A faithful transcription of all the data, images excluded, is the required answer.

□ □ □

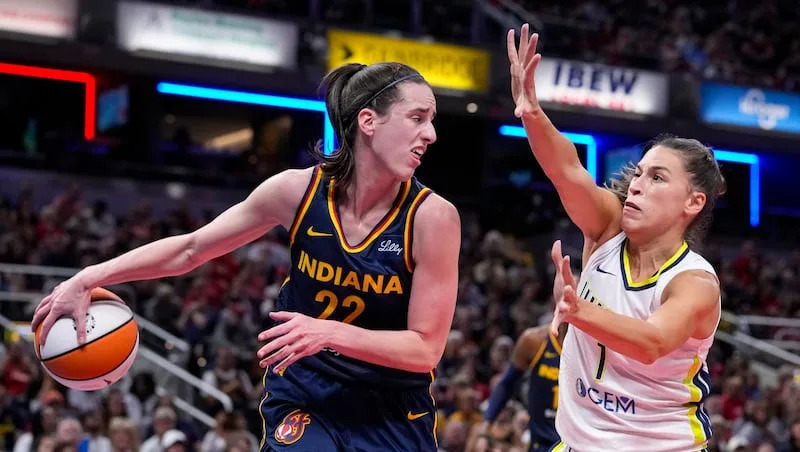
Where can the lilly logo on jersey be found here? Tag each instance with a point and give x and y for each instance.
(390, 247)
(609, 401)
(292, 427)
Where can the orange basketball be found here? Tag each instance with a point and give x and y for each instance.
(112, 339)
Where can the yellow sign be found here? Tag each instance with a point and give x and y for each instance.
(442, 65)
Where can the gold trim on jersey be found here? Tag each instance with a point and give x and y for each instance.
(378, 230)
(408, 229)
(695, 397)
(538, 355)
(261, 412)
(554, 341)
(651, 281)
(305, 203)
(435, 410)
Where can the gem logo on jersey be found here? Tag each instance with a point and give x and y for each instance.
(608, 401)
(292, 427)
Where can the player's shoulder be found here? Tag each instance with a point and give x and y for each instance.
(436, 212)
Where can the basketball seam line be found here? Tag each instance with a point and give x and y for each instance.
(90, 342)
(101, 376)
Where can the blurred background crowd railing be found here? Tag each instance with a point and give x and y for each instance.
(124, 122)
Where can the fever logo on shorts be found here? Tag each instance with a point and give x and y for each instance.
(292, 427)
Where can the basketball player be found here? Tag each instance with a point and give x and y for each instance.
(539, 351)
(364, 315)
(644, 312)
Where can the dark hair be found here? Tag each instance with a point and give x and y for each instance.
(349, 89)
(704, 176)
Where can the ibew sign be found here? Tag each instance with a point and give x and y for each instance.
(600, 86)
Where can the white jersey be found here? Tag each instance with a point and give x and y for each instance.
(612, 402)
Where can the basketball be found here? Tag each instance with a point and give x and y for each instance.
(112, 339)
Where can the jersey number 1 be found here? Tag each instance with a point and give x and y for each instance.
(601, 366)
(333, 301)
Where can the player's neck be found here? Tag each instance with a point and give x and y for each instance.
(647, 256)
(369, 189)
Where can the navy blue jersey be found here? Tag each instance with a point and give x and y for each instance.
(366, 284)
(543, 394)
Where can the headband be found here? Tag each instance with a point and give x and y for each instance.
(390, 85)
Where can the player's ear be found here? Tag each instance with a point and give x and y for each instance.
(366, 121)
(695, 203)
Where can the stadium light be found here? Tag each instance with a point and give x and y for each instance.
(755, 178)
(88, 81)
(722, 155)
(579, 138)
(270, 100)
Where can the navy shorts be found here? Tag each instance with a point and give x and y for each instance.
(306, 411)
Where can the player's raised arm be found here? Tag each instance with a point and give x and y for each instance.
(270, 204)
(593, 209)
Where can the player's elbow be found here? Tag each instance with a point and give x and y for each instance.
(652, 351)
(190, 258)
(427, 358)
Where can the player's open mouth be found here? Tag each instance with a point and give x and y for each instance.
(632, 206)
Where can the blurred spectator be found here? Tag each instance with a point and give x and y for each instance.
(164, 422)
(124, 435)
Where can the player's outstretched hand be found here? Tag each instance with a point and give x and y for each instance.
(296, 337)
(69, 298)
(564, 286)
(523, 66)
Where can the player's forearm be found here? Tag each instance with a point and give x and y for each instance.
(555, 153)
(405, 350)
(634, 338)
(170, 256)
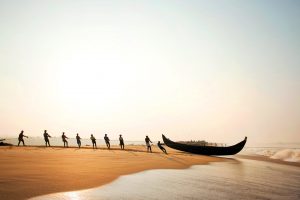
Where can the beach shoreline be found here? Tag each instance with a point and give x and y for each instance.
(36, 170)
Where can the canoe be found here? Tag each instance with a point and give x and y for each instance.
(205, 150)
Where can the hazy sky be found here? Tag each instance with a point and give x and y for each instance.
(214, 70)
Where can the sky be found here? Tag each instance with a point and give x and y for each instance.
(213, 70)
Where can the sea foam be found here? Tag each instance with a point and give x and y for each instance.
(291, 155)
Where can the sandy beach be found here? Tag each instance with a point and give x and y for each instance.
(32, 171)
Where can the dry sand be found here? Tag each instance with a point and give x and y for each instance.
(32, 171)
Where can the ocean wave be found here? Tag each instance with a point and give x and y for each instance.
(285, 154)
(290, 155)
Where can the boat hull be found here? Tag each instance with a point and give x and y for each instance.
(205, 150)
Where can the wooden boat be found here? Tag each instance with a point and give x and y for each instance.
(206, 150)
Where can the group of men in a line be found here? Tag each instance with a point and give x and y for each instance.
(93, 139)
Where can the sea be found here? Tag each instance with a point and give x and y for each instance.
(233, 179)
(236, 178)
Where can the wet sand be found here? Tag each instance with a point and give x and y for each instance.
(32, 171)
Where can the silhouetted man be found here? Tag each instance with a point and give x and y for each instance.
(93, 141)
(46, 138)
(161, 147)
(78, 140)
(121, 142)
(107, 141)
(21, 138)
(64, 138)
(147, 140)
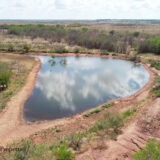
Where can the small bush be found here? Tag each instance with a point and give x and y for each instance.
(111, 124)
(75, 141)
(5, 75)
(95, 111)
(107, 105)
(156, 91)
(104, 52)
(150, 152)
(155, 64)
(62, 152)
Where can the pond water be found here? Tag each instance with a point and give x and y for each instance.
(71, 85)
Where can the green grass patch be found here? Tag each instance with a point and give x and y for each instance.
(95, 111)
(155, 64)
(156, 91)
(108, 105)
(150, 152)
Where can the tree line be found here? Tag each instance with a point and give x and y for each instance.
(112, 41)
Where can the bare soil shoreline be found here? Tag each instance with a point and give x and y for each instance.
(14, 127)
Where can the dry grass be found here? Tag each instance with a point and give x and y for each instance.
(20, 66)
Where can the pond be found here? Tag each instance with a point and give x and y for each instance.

□ □ □

SOLUTION TO THIS EXERCISE
Where can the lilly logo on jersey be found here? Tag each instance with a point and give x and y for each instance.
(390, 247)
(609, 401)
(292, 427)
Where can the orange basketball be found here? Tag each instance with a point and give x and y for each instance.
(112, 339)
Where can the yellow sign be found here? Tag each instance with a point and give x and y for each instance.
(442, 65)
Where can the gold trim on jersey be found here? Tag each instance with a point and give x and y for each instance.
(378, 230)
(408, 229)
(695, 397)
(538, 355)
(261, 412)
(554, 341)
(651, 281)
(305, 203)
(435, 410)
Where can the gem logo on jersey be found here? Tag each instance with a point and give x and y for each instance.
(608, 401)
(292, 427)
Where can the player's shoulder be found here? Tag each instance with a point and give x and y for each instance.
(436, 212)
Where can the basketball seam line be found here? Tag each instance with a point and give x and y for each instance.
(90, 342)
(101, 376)
Where can the blurred background crowd railing be found here? Tag each instance with a point and give x and y for each instance.
(124, 122)
Where can the fever logo on shorts be found here? Tag each instance with a point and give x and y for each instance.
(292, 427)
Where can the basketball player be found here? Tag each instance with a point and give x and y for each instance.
(539, 351)
(364, 315)
(644, 312)
Where can the dark hair be found here? Tag each instance with a point and give x and y for each instance.
(349, 89)
(704, 176)
Where can the ibew sign be found here? Tag each instance with a point and give x and y for each instance.
(600, 86)
Where can the white jersey be found here? Tag each instance with a point and give x and y for each instance.
(612, 402)
Where can the basketball be found here? Tag each instance with a point and give x and y for each instance.
(112, 339)
Where can the jersey number 1 be found here? Tag each instance with a point and give x and y for each instance.
(601, 366)
(333, 301)
Where can the player's neck be found here? Tag each instance with a point and give x and y for each instance.
(647, 256)
(369, 189)
Where can the navy blue jersey be found here? Tag each instance with a point and give x and y for each instance.
(366, 284)
(543, 394)
Where can the headband be found here? Tag each instance with a point and give x and y for each instance.
(390, 85)
Where can the player's ear be found here? Tag each instance with a point and give x and y for each instance.
(366, 121)
(695, 203)
Where can the stadium light be found here? Tag each instance with a point and give x and y for each instance.
(755, 178)
(88, 81)
(722, 155)
(579, 138)
(270, 100)
Where can the navy shorts be found here? Tag each instance with a point and give x and y for each instance.
(306, 411)
Where can the player's raised arm be found here? Tag each instance with a point and give x and y for each instance.
(270, 204)
(593, 209)
Where can the player's elbow be found here? Tag each instance with a point and give x and y for each instance.
(652, 351)
(190, 258)
(427, 358)
Where can the player's open mouth be found here? Tag each instance with a point and give x and y for each instance.
(632, 206)
Where can the blurred spectator be found here? Tag each instance with a point and give x and y for each instance.
(164, 422)
(124, 435)
Where can the player's outstretched hand be found here? Tag each instance with a point and give x and y for each instance.
(296, 337)
(69, 298)
(564, 286)
(523, 66)
Where can the player's forearm be found here? Tag each instance with a point and give x and y for each instance.
(555, 153)
(405, 350)
(634, 338)
(170, 256)
Where can the beach shoreline be found here? Tag each instance with a point and give x and y for each instance.
(36, 170)
Where can the canoe be found here? Tag each instance with a point and give x and y for each instance.
(205, 150)
Where can the hazy sky be found here? Tag each instance with a point and give x and y for each instance.
(214, 70)
Where can the sky be found here? Tag each instance with a point and give x and y for each instance.
(213, 70)
Where can the sea foam be found here? Tag each instance with a point and give x and y for each instance.
(291, 155)
Where can the sandy beach be found here? Tag each instance with a point and give x and y for each instance.
(32, 171)
Where can the dry sand be found here? Tag each instance with a point and give x and y for each instance.
(32, 171)
Where can the ocean wave be found here? Tag each instance with a point and give x and y for each instance.
(285, 154)
(290, 155)
Where can the boat hull be found here? Tag each instance with a point and give x and y for each instance.
(205, 150)
Where can the wooden boat be found here? Tag each instance with a point and give x and y for each instance.
(206, 150)
Where can the group of men in a line be found here? Tag each instance with a point and give x and y for each instance.
(93, 139)
Where can the sea be found here? Tag each instance with a point and give x and y for each instance.
(233, 179)
(236, 178)
Where can the wet sand be found here? Tag each instance with a point and give x and y for each instance.
(32, 171)
Where can the silhouetted man be found here? Tag each instance with a point and give x and y for each instance.
(93, 141)
(46, 138)
(161, 147)
(78, 140)
(121, 142)
(107, 141)
(21, 138)
(64, 138)
(147, 140)
Where can the small bush be found here? Tag each instance with a point and give x and y for each instance.
(111, 124)
(75, 141)
(5, 75)
(95, 111)
(107, 105)
(156, 91)
(104, 52)
(150, 152)
(155, 64)
(62, 152)
Where can the pond water be found here? Tag each instance with a point and give x and y for each instance.
(71, 85)
Where can the green grass patch be found here? Tag each instance with a point and give x and y for each instance.
(95, 111)
(155, 64)
(156, 91)
(108, 105)
(150, 152)
Where can the tree line be found here? Tag each instance with a point and give x and y for each instance.
(112, 41)
Where can the bare soil shoreline be found here? Tag each instance with a point and give x and y for each instance.
(14, 127)
Where can the dry grass be found here? Tag each instance with a point and give x and y for each instance.
(20, 66)
Where can the pond be found here? Tag each instance with a point and give x and y for each instance.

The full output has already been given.